[Begin Data rows]
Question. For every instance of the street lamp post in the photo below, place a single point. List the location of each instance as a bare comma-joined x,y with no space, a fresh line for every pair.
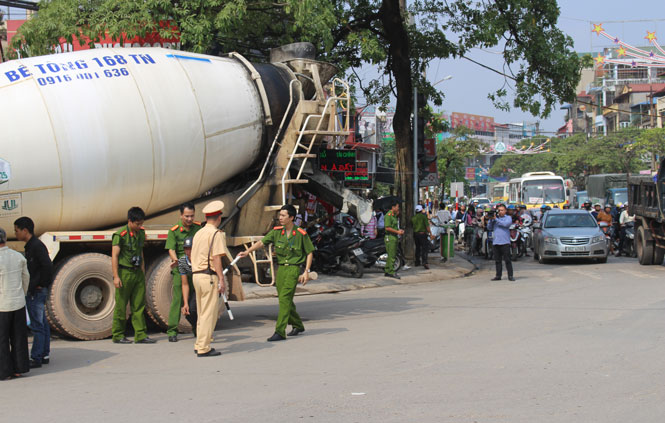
416,182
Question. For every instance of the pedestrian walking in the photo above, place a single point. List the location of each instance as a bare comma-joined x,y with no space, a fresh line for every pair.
40,268
500,225
185,269
392,232
207,252
293,249
185,228
14,282
128,266
421,235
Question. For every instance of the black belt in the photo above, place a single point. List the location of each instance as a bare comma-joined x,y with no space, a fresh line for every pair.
129,267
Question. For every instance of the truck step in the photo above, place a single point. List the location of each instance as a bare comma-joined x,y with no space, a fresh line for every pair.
324,133
303,156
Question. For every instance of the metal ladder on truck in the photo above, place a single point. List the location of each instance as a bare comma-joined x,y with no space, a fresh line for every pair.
312,132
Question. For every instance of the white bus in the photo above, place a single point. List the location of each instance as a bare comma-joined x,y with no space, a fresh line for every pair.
537,188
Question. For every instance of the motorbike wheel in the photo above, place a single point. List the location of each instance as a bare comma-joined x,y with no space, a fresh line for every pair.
514,253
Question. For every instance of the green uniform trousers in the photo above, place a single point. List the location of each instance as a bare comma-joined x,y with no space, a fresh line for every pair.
391,250
132,291
176,304
287,279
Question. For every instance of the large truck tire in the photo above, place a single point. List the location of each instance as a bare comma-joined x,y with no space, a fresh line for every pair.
82,297
658,255
644,248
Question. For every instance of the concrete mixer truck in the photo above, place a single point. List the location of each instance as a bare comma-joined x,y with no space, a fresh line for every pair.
86,135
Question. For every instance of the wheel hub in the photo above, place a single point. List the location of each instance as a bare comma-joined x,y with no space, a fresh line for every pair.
91,296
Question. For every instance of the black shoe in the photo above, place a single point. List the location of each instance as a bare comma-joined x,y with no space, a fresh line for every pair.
276,337
295,331
211,353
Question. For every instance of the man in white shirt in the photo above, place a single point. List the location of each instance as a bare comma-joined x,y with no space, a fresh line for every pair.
14,280
624,220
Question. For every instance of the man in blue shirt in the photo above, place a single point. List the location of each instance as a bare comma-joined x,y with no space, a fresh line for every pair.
501,241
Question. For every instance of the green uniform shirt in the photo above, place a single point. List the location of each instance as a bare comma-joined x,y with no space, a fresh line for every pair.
290,248
177,235
390,221
419,222
131,244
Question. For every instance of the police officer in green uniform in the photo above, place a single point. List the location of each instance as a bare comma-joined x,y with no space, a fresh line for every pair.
392,232
186,228
293,248
129,278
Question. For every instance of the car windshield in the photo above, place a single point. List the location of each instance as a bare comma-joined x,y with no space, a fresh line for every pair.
572,220
543,191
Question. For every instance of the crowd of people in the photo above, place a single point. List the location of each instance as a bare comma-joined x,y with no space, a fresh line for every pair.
196,251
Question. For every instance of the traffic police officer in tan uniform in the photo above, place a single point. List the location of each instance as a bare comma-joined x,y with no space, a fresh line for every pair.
129,278
293,248
185,228
207,276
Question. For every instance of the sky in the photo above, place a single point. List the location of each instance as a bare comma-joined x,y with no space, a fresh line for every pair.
467,90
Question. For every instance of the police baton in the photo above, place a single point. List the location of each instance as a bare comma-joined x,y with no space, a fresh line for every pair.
226,302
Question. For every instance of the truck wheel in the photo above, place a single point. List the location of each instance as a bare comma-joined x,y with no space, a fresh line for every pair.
158,294
643,247
658,255
82,298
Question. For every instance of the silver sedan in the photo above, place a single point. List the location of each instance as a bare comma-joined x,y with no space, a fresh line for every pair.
569,234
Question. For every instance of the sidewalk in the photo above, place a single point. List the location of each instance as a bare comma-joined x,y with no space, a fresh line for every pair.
456,267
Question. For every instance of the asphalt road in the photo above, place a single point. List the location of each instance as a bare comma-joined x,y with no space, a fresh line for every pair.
572,342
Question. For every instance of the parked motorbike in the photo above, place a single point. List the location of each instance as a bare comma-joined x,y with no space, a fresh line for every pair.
516,241
337,248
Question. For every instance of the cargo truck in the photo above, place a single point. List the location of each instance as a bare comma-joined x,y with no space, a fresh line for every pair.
646,201
89,134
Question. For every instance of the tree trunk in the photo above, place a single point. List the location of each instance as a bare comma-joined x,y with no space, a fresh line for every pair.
393,20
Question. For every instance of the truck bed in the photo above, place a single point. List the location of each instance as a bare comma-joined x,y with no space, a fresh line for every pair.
643,198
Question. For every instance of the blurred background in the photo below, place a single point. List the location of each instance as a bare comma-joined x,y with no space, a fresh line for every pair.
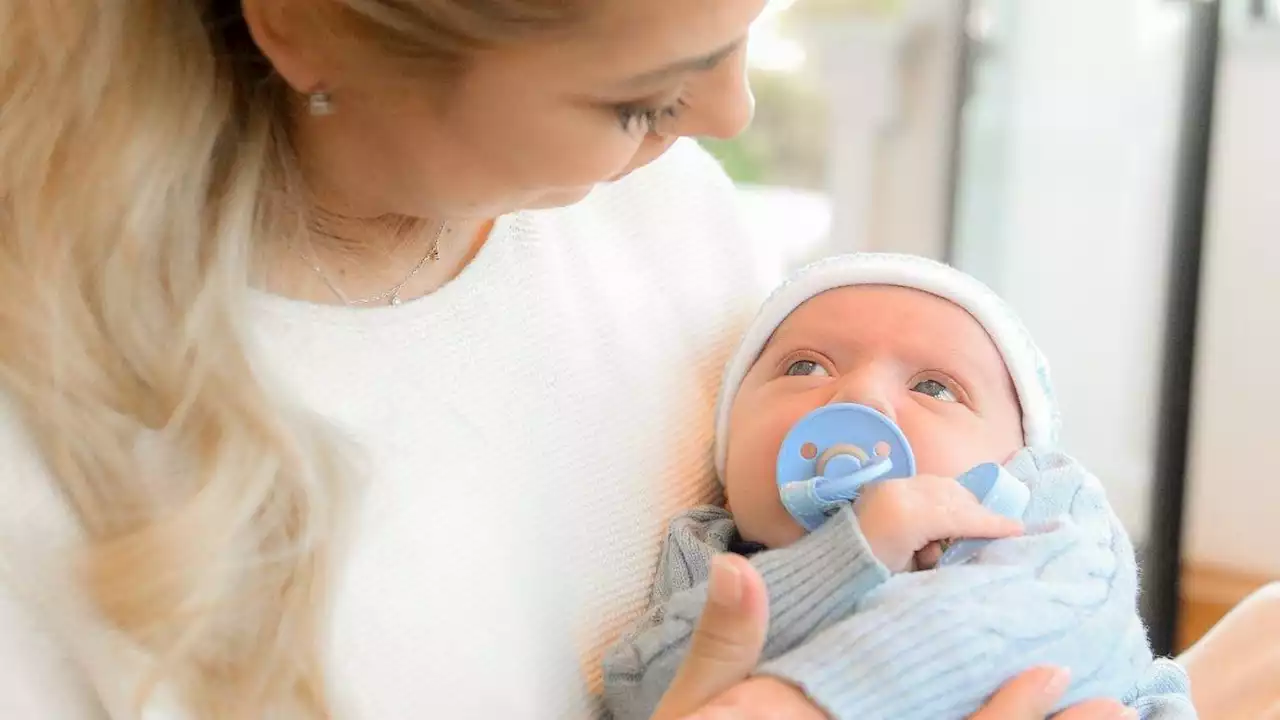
1110,167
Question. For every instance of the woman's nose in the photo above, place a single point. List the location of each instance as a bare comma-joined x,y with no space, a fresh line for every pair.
720,103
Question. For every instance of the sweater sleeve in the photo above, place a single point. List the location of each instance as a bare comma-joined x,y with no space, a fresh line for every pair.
938,643
812,584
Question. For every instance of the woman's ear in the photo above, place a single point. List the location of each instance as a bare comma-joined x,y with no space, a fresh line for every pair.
287,33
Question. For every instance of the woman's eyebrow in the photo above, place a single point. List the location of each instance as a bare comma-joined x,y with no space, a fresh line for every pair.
686,65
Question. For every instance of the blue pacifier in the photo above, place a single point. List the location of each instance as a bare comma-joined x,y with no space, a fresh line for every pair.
835,451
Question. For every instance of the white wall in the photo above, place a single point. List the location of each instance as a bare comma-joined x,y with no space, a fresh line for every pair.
1066,185
1233,504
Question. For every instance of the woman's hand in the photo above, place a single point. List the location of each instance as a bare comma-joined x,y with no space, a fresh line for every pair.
905,519
714,682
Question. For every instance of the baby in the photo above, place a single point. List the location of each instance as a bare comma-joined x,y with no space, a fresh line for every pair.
862,618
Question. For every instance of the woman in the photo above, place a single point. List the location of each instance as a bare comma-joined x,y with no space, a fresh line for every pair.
353,352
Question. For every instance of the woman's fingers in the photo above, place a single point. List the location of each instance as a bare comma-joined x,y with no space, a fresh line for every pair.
727,642
901,518
1033,695
955,513
1029,696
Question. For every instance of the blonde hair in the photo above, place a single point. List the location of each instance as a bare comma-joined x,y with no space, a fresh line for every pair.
145,162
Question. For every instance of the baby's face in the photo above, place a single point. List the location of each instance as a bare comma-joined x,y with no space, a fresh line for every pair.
920,360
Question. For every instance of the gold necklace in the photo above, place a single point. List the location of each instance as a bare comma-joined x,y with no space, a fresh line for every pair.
391,295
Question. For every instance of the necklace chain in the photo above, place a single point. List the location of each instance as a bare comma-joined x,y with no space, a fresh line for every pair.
391,295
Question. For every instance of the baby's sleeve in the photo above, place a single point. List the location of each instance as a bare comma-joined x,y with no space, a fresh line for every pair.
812,584
938,643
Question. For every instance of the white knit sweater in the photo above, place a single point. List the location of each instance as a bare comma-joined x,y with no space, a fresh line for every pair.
529,429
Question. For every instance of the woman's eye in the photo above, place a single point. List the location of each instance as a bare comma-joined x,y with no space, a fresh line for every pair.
648,118
935,390
808,368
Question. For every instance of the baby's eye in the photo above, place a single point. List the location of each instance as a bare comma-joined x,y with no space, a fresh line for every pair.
935,390
809,368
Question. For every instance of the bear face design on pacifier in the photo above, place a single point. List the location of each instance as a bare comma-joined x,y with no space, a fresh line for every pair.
832,452
835,451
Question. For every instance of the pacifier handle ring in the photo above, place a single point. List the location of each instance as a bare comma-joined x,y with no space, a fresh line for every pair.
841,449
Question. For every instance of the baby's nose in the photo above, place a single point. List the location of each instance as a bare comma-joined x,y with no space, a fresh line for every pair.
864,391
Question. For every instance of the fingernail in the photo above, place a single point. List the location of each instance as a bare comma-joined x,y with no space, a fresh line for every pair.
726,583
1056,683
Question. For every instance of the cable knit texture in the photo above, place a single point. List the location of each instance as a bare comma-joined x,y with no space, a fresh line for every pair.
931,645
528,432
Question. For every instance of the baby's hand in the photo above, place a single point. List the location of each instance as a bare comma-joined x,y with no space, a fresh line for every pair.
904,516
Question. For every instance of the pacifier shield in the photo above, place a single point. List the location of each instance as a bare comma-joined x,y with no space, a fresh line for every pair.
841,438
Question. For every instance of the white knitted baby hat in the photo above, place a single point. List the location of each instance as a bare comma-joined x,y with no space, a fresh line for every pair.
1024,360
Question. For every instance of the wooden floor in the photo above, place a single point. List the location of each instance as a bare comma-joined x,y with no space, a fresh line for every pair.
1207,593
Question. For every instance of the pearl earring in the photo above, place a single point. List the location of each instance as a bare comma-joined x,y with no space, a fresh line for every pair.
320,103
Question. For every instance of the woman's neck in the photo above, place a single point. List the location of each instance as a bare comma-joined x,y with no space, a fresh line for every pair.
368,263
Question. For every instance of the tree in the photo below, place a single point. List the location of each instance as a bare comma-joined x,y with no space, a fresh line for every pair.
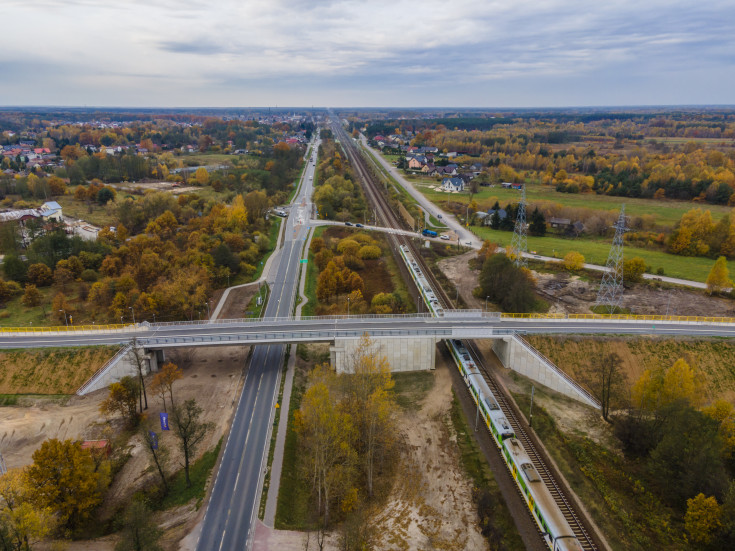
573,261
122,400
326,433
159,454
633,269
32,296
190,430
538,223
39,274
702,519
164,380
139,532
14,268
63,479
21,523
609,381
201,176
719,277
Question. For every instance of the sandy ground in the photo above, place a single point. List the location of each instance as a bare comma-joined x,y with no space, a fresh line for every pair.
431,505
211,375
571,295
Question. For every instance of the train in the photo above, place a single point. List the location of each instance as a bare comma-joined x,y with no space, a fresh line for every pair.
556,530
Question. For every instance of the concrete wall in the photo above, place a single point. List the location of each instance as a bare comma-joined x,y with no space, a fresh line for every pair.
403,354
516,354
119,366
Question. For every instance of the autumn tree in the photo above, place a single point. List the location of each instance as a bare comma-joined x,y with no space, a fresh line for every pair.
159,454
21,522
371,407
39,274
573,261
326,432
140,532
64,480
188,426
164,380
32,296
718,279
122,400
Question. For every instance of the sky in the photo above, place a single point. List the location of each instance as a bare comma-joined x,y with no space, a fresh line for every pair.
369,53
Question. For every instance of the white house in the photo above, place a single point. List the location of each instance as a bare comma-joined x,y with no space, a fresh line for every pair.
452,184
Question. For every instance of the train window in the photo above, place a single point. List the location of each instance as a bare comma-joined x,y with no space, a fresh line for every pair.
530,472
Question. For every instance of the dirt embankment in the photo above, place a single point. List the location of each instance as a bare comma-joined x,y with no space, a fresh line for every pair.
51,370
431,505
213,376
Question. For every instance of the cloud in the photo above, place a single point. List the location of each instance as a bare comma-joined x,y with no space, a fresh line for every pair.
471,51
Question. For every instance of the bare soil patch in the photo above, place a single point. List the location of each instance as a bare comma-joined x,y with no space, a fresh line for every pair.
212,375
430,506
237,301
51,370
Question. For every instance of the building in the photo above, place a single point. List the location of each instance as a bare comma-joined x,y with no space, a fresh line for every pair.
452,184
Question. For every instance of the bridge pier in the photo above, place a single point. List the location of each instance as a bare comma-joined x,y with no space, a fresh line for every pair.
403,354
516,354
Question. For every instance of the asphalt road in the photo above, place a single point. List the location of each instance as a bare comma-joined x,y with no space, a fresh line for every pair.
229,523
282,330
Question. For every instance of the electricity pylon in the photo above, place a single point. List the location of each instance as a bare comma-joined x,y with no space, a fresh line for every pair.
611,289
519,243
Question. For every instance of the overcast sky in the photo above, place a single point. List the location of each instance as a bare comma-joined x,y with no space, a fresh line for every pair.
458,53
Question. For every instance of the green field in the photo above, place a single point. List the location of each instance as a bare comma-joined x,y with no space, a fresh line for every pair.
595,252
666,212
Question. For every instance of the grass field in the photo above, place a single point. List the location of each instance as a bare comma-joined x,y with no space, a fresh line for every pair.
595,252
666,212
50,370
712,359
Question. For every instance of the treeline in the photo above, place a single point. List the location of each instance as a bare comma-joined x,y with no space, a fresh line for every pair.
339,284
347,437
686,450
338,195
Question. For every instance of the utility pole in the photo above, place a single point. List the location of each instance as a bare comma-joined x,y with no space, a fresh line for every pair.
530,410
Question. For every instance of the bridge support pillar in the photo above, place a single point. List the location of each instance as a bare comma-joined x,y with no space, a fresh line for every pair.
516,354
403,354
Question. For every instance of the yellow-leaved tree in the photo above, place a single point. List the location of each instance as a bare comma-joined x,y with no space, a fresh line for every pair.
719,277
64,479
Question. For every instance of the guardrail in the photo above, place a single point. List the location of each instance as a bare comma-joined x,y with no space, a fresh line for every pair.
64,328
[End Data rows]
* **Task requirements**: Give again the lines from the line holding "Question. For every instance of the yellow-leaved" through the close of the listing, both included, exactly as written and with nothing else.

* **Solved problem**:
Question. For every instance of the yellow-leaved tree in the photo above, place a single point. List the location of each instance as a bare comma-joined x,y with no space, a fresh line for every pair.
719,277
64,479
Question. For every instance of the guardrail in the photo above, place a single point. List the location of each instance as a bare comma-joined x,y with no space, a fresh line for every pair.
64,328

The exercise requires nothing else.